Passage:

Updated by mfriedrich on 2011-10-22 15:48:59 +00:00

I found the reason for this. The service is scheduled for the next morning after the last check for the day as it should. It's executed a couple of seconds early however, so run_async_service_check returns 'ERROR' as that's outside of the timeperiod. time_is_valid is then set to FALSE.
Next run_scheduled_service_check tries to reschedule with a preferred time of +5 mins, which is inside the timeperiod and thus accepted. So next_valid_time=preferred_time and time_is_valid=FALSE now, which leads to a delay in scheduling of a week (in 3.1.2, in 3.0.6 a year).

# checks.c#run_scheduled_service_check:
result=run_async_service_check(svc,check_options,latency,TRUE,TRUE,&time_is_valid,&preferred_time);
# this results in result=ERROR and time_is_valid=FALSE as it's called just before 07:59:54

if(result==ERROR){
 if(svc->should_be_scheduled==TRUE){
  time(&current_time);
  if(current_time>=preferred_time) # true
   preferred_time=current_time+((svc->check_interval<=0)?300:(svc->check_interval*interval_length));
   # preferred_time is now 08:04:54
   get_next_valid_time(preferred_time,&next_valid_time,svc->check_period_ptr);
   if(time_is_valid==FALSE && next_valid_time==preferred_time){
    # the preferred_time was accepted by get_next_valid_time, as it falls in the timeperiod.
    # But time_is_valid was still set to FALSE,
    # so the check scheduling is delayed with a week

I think the time_is_valid that's tested here should be set by get_next_valid_time, or not tested at all. Apart from that, of course it's wrong to execute the check before it's scheduled time.

compared to

Actually this is not the case. What seems to be happening is that the scheduled jobs are getting rescheduled, which is moving them outside of their timeperiods.

I don't understand why these checks would be rescheduled.

which could be true too - the timeperiod checks are not valid and therefore causing within the check viability an error, and afterwards on a reschedule retry they are immediately rescheduled away once more because of probably the same bug. this happens within milliseconds, not to say nanoseconds, to determine

  • don't run the check via viability check_time_against_period
  • we couldn't run it, try to get a new preferred_time
  • check that again against with check_time_against_period
  • 2nd step, still no valid time being said by that function
  • reschedule it one week further, to remove the problem from the current scheduler queue
  • and then 1 week later this happens again
@icinga-migration
Copy link
Member Author

@icinga-migration icinga-migration commented Oct 22, 2011

Updated by mfriedrich on 2011-10-22 17:48:44 +00:00

get_next_valid_time contains a nested check with check_time_against_period and preferred_time against tperiod.

Data block:
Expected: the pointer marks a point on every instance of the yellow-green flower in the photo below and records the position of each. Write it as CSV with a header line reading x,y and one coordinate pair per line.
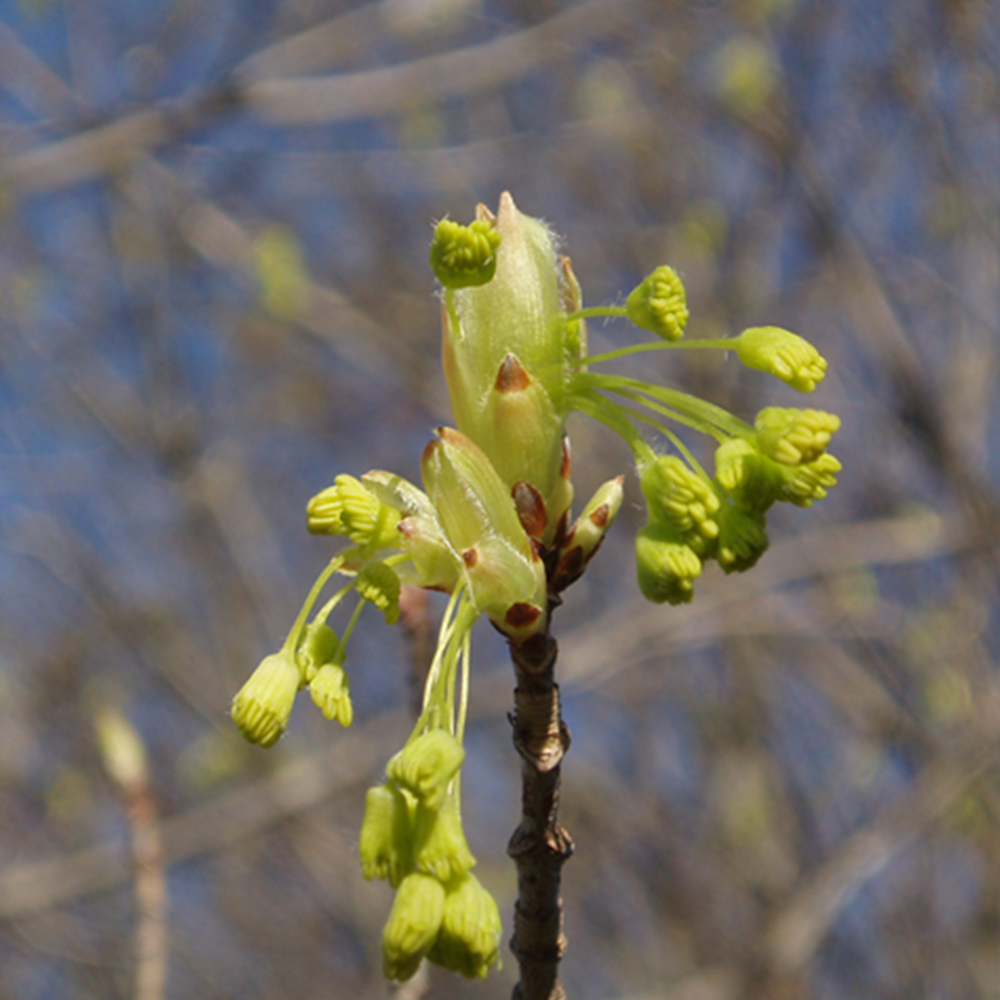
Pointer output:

Written tasks:
a: In the passage about the delayed service check, how long is check scheduling delayed in version 3.0.6?
b: Please carry on the thread about the service check scheduling bug, starting after its last sentence.

Per-task outputs:
a: A year.

b:
/* given a preferred time, get the next valid time within a time period */
void get_next_valid_time(time_t pref_time, time_t *valid_time, timeperiod *tperiod) {
        time_t current_time = (time_t)0L;

        log_debug_info(DEBUGL_FUNCTIONS, 0, "get_next_valid_time()\n");

        /* get time right now, preferred time must be now or in the future */
        time(&current_time);

        _get_next_valid_time(pref_time, current_time, valid_time, tperiod);
}


/* Separate this out from public get_next_valid_time for testing, so we can mock current_time */

void _get_next_valid_time(time_t pref_time, time_t current_time, time_t *valid_time, timeperiod *tperiod) {
        time_t preferred_time = (time_t)0L;
        preferred_time = (pref_time < current_time) ? current_time : pref_time;

        if (tperiod == NULL) {
                *valid_time = preferred_time;
                return;
        }

        if (check_time_against_period(preferred_time, tperiod) == OK) {
#ifdef TEST_TIMEPERIODS_B
                printf("PREF TIME IS VALID\n");
#endif
                *valid_time = preferred_time;
                return;
        }

        get_earliest_time(preferred_time, valid_time, current_time, tperiod, 0);
}

0 causing get_earliest_time to use

        if ((level % 2) == 0) {
                _get_next_valid_time_per_timeperiod(pref_time, &earliest_time, current_time, tperiod);
                if (*valid_time == 0)
                        *valid_time = earliest_time;
                else if (earliest_time < *valid_time)
                        *valid_time = earliest_time;

and then taking the timeperiod exclusions into account. i expect that no timeperiod exclusion is used currently?

if so this would be called recursively, incrementing the level and also hitting the else tree. why the heck is valid_time +1 over there?

        } else {
                get_min_invalid_time_per_timeperiod(pref_time, &earliest_time, current_time, tperiod);
                if (*valid_time == 0)
                        *valid_time = earliest_time;
                else if (earliest_time < *valid_time)
                        *valid_time = earliest_time + 1;
        }

anyhow, the actual logic happens within _get_next_valid_time_per_timeperiod

this is where a lot of is_dst=-1 are happening, but that should be set by the system and then being checked and compared by the application, like done with shift?

@icinga-migration
Copy link
Member Author

@icinga-migration icinga-migration commented Oct 22, 2011

Updated by mfriedrich on 2011-10-22 17:50:45 +00:00

  • File added dst.c

@mcp

can you save dst.c and let it compile somewhere with

$ gcc dst.c -o dst

and run it with

$ ./dst

and post the output? maybe there is a daylight saving problem?

@icinga-migration
Copy link
Member Author

@icinga-migration icinga-migration commented Oct 22, 2011

Updated by mfriedrich on 2011-10-22 17:58:04 +00:00

just checked ...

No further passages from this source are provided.